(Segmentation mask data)
+ + + + + + +
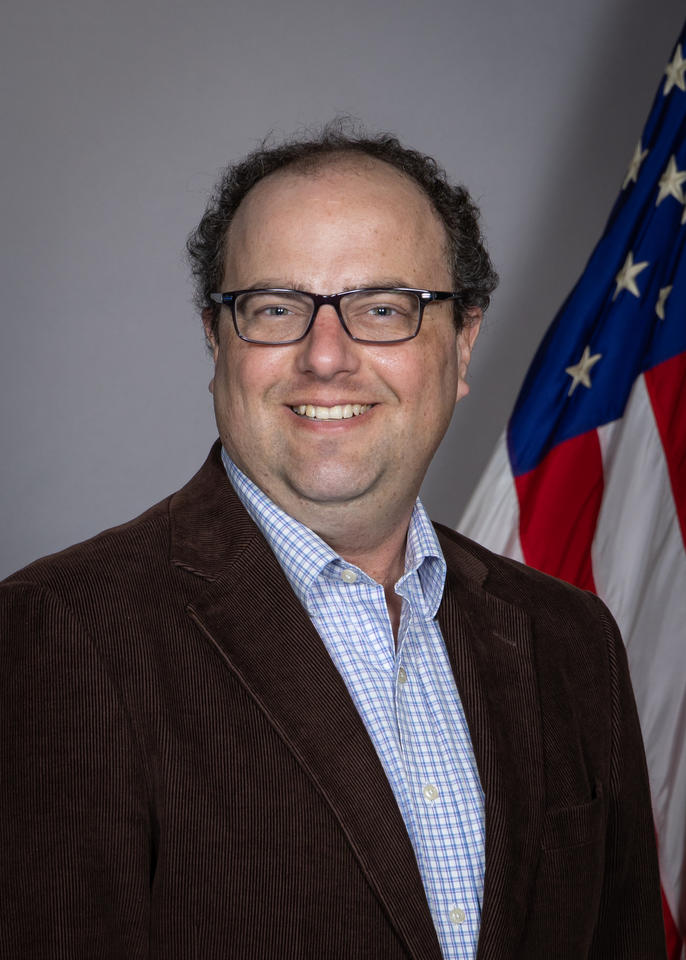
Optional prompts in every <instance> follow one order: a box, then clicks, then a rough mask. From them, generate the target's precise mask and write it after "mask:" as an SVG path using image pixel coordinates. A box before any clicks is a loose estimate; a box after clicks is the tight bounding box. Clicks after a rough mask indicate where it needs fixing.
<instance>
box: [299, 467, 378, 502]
mask: <svg viewBox="0 0 686 960" xmlns="http://www.w3.org/2000/svg"><path fill="white" fill-rule="evenodd" d="M328 473H329V471H327V470H325V471H322V472H319V471H318V470H317V468H316V467H314V468H313V469H312V470H311V471H310V472H309V473H308V474H307V475H306V476H302V477H297V478H291V480H290V486H291V489H292V490H294V491H295V493H296V494H297V495H298V496H299V497H300V498H301V499H303V500H308V501H309V502H310V503H321V504H322V505H323V504H326V503H345V502H347V501H350V500H357V499H358V498H359V497H361V496H363V495H364V494H365V493H368V492H369V491H370V490H371V489H372V488H373V487H374V486H375V485H376V478H369V477H367V478H365V477H360V476H359V474H356V475H354V476H351V475H350V473H349V471H348V470H346V471H345V473H344V475H341V473H340V472H337V473H336V475H334V476H327V474H328Z"/></svg>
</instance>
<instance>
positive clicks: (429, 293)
mask: <svg viewBox="0 0 686 960" xmlns="http://www.w3.org/2000/svg"><path fill="white" fill-rule="evenodd" d="M372 291H379V292H382V293H414V294H416V296H417V303H418V304H419V316H418V317H417V328H416V329H415V332H414V333H413V334H410V336H409V337H401V338H400V339H399V340H365V339H362V338H361V337H355V336H353V334H352V333H351V332H350V330H348V328H347V326H346V324H345V320H344V319H343V314H342V313H341V300H342V299H343V297H347V296H349V295H350V294H353V293H368V292H369V293H370V292H372ZM244 293H299V294H301V295H303V296H306V297H309V298H310V300H312V302H313V304H314V309H313V310H312V316H311V317H310V321H309V323H308V324H307V326H306V328H305V330H304V332H303V333H301V335H300V336H299V337H295V338H294V339H292V340H252V339H251V338H250V337H246V336H244V335H243V334H242V333H241V332H240V330H239V329H238V322H237V320H236V300H237V298H238V297H240V296H242V294H244ZM461 297H462V293H456V292H451V291H445V290H421V289H418V288H416V287H358V288H357V289H355V290H344V291H343V292H342V293H310V291H309V290H293V289H290V288H288V287H264V288H259V289H254V288H248V289H247V290H230V291H226V292H224V293H211V294H210V300H212V301H213V302H214V303H218V304H219V305H220V306H224V305H227V306H230V307H231V318H232V320H233V327H234V330H235V331H236V335H237V336H238V337H240V339H241V340H244V341H245V342H246V343H256V344H263V345H264V346H272V347H279V346H285V345H286V344H289V343H300V341H301V340H304V339H305V337H306V336H307V335H308V333H309V332H310V330H311V329H312V326H313V324H314V321H315V319H316V317H317V314H318V313H319V310H320V309H321V307H324V306H327V305H328V306H332V307H333V308H334V310H335V311H336V314H337V316H338V319H339V321H340V324H341V326H342V327H343V329H344V330H345V332H346V333H347V334H348V336H349V337H350V339H351V340H354V341H355V343H370V344H373V345H377V346H378V345H381V346H383V345H384V344H386V345H388V344H393V343H406V342H407V341H408V340H414V338H415V337H416V336H417V334H418V333H419V331H420V329H421V326H422V320H423V318H424V309H425V307H427V306H428V305H429V304H430V303H436V302H440V301H445V300H459V299H460V298H461Z"/></svg>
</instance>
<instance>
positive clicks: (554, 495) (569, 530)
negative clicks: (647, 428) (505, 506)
mask: <svg viewBox="0 0 686 960" xmlns="http://www.w3.org/2000/svg"><path fill="white" fill-rule="evenodd" d="M515 486H516V488H517V497H518V499H519V536H520V540H521V543H522V551H523V553H524V559H525V561H526V562H527V563H528V564H529V565H530V566H532V567H536V568H537V569H538V570H542V571H543V572H544V573H550V574H552V575H553V576H555V577H560V578H561V579H563V580H567V581H568V582H569V583H574V584H576V585H577V586H578V587H583V588H584V589H586V590H593V591H595V582H594V580H593V570H592V567H591V543H592V541H593V536H594V534H595V528H596V522H597V520H598V513H599V512H600V503H601V500H602V498H603V460H602V455H601V452H600V443H599V441H598V434H597V433H596V431H595V430H590V431H589V432H588V433H584V434H582V435H581V436H579V437H572V439H571V440H565V441H564V442H563V443H560V444H558V445H557V446H555V447H553V449H552V450H551V451H550V453H549V454H548V455H547V456H546V458H545V459H544V460H543V461H542V462H541V463H540V464H539V465H538V466H537V467H536V468H535V469H534V470H531V471H529V473H525V474H522V475H521V476H519V477H515Z"/></svg>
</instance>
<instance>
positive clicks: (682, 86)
mask: <svg viewBox="0 0 686 960" xmlns="http://www.w3.org/2000/svg"><path fill="white" fill-rule="evenodd" d="M685 72H686V60H684V59H683V57H682V56H681V44H678V45H677V48H676V50H675V51H674V59H673V60H671V61H670V62H669V63H668V64H667V69H666V70H665V76H666V77H667V79H666V80H665V88H664V90H663V91H662V92H663V94H664V95H665V97H666V96H667V94H668V93H670V91H671V89H672V87H678V88H679V90H684V91H686V81H684V73H685Z"/></svg>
+ + + + + + +
Work request:
Without including any pictures, output all the entries above exactly.

Expected output:
Optional prompts in every <instance> follow one order: a box, then clicks, then a rough mask. From them, generate the target's precise mask and write it after "mask:" as an SVG path using image pixel coordinates. A box before any clicks is a loose estimate; a box after clicks is the tight bounding box. Clicks after a rough mask indicate where it needs fixing.
<instance>
box: [299, 467, 378, 502]
mask: <svg viewBox="0 0 686 960" xmlns="http://www.w3.org/2000/svg"><path fill="white" fill-rule="evenodd" d="M328 473H329V471H327V470H325V471H322V472H319V471H318V470H317V468H316V467H314V468H313V469H312V470H311V471H310V472H309V473H308V474H307V475H306V476H302V477H297V478H291V480H290V486H291V489H292V490H294V491H295V493H296V494H297V495H298V496H299V497H300V498H301V499H303V500H308V501H309V502H310V503H321V504H322V505H323V504H326V503H345V502H347V501H350V500H357V499H358V498H359V497H361V496H363V495H364V494H365V493H368V492H369V491H370V490H371V489H372V488H373V487H374V486H375V485H376V478H369V477H367V478H365V477H360V476H359V474H356V475H354V476H351V475H350V473H349V471H348V470H346V471H345V473H344V475H341V473H340V472H337V473H336V475H334V476H327V474H328Z"/></svg>
</instance>
<instance>
positive clicks: (429, 293)
mask: <svg viewBox="0 0 686 960" xmlns="http://www.w3.org/2000/svg"><path fill="white" fill-rule="evenodd" d="M372 291H379V292H382V293H414V294H416V296H417V303H418V304H419V316H418V317H417V328H416V329H415V332H414V333H413V334H410V336H409V337H401V338H400V339H399V340H365V339H362V338H361V337H355V336H353V334H352V333H351V332H350V330H348V328H347V326H346V324H345V320H344V319H343V314H342V313H341V300H342V299H343V297H347V296H349V295H350V294H353V293H368V292H369V293H370V292H372ZM244 293H299V294H301V295H303V296H306V297H309V298H310V300H312V302H313V304H314V309H313V310H312V316H311V317H310V321H309V323H308V324H307V326H306V328H305V330H304V332H303V333H301V335H300V336H299V337H295V338H294V339H292V340H252V339H251V338H250V337H246V336H244V335H243V334H242V333H241V332H240V330H239V329H238V322H237V320H236V300H237V298H238V297H240V296H242V294H244ZM461 297H462V293H456V292H451V291H445V290H421V289H418V288H416V287H358V288H357V289H355V290H344V291H343V292H342V293H310V291H309V290H293V289H290V288H288V287H264V288H259V289H254V288H248V289H247V290H230V291H226V292H224V293H211V294H210V300H212V301H213V302H214V303H218V304H219V305H220V306H224V305H227V306H230V307H231V318H232V320H233V327H234V330H235V331H236V335H237V336H238V337H240V339H241V340H244V341H245V342H246V343H256V344H263V345H264V346H272V347H279V346H285V345H286V344H289V343H300V341H301V340H304V339H305V337H306V336H307V335H308V333H309V332H310V330H311V329H312V326H313V324H314V321H315V319H316V317H317V314H318V313H319V310H320V309H321V307H324V306H327V305H328V306H332V307H333V308H334V310H335V311H336V314H337V316H338V319H339V321H340V324H341V326H342V327H343V329H344V330H345V332H346V333H347V334H348V336H349V337H350V339H351V340H354V341H355V343H370V344H373V345H377V346H378V345H381V346H383V345H384V344H386V345H388V344H393V343H406V342H407V341H408V340H414V338H415V337H416V336H417V334H418V333H419V331H420V329H421V326H422V320H423V318H424V309H425V307H427V306H428V305H429V304H430V303H436V302H440V301H445V300H459V299H460V298H461Z"/></svg>
</instance>
<instance>
positive clicks: (554, 495) (569, 530)
negative clicks: (647, 428) (505, 506)
mask: <svg viewBox="0 0 686 960" xmlns="http://www.w3.org/2000/svg"><path fill="white" fill-rule="evenodd" d="M515 486H516V488H517V497H518V499H519V536H520V540H521V543H522V551H523V553H524V559H525V561H526V562H527V563H528V564H529V565H530V566H532V567H536V568H537V569H538V570H542V571H543V572H544V573H550V574H552V575H553V576H555V577H560V578H561V579H563V580H567V581H568V582H569V583H574V584H576V585H577V586H578V587H583V588H584V589H586V590H593V591H595V582H594V580H593V570H592V567H591V543H592V541H593V536H594V534H595V528H596V522H597V520H598V513H599V512H600V503H601V500H602V498H603V460H602V455H601V452H600V443H599V441H598V434H597V433H596V431H595V430H590V431H589V432H588V433H584V434H582V435H581V436H579V437H572V439H571V440H565V441H564V442H563V443H560V444H558V445H557V446H555V447H553V449H552V450H551V451H550V453H549V454H548V455H547V456H546V458H545V459H544V460H543V461H542V462H541V463H540V464H539V465H538V466H537V467H536V468H535V469H534V470H531V471H529V473H525V474H522V475H521V476H519V477H515Z"/></svg>
</instance>
<instance>
positive clicks: (682, 86)
mask: <svg viewBox="0 0 686 960" xmlns="http://www.w3.org/2000/svg"><path fill="white" fill-rule="evenodd" d="M685 72H686V60H684V59H683V57H682V56H681V44H678V45H677V48H676V50H675V51H674V59H673V60H671V61H670V62H669V63H668V64H667V69H666V70H665V76H666V77H667V79H666V80H665V88H664V90H663V91H662V92H663V94H664V95H665V97H666V96H667V94H668V93H670V91H671V89H672V87H678V88H679V90H684V91H686V81H684V73H685Z"/></svg>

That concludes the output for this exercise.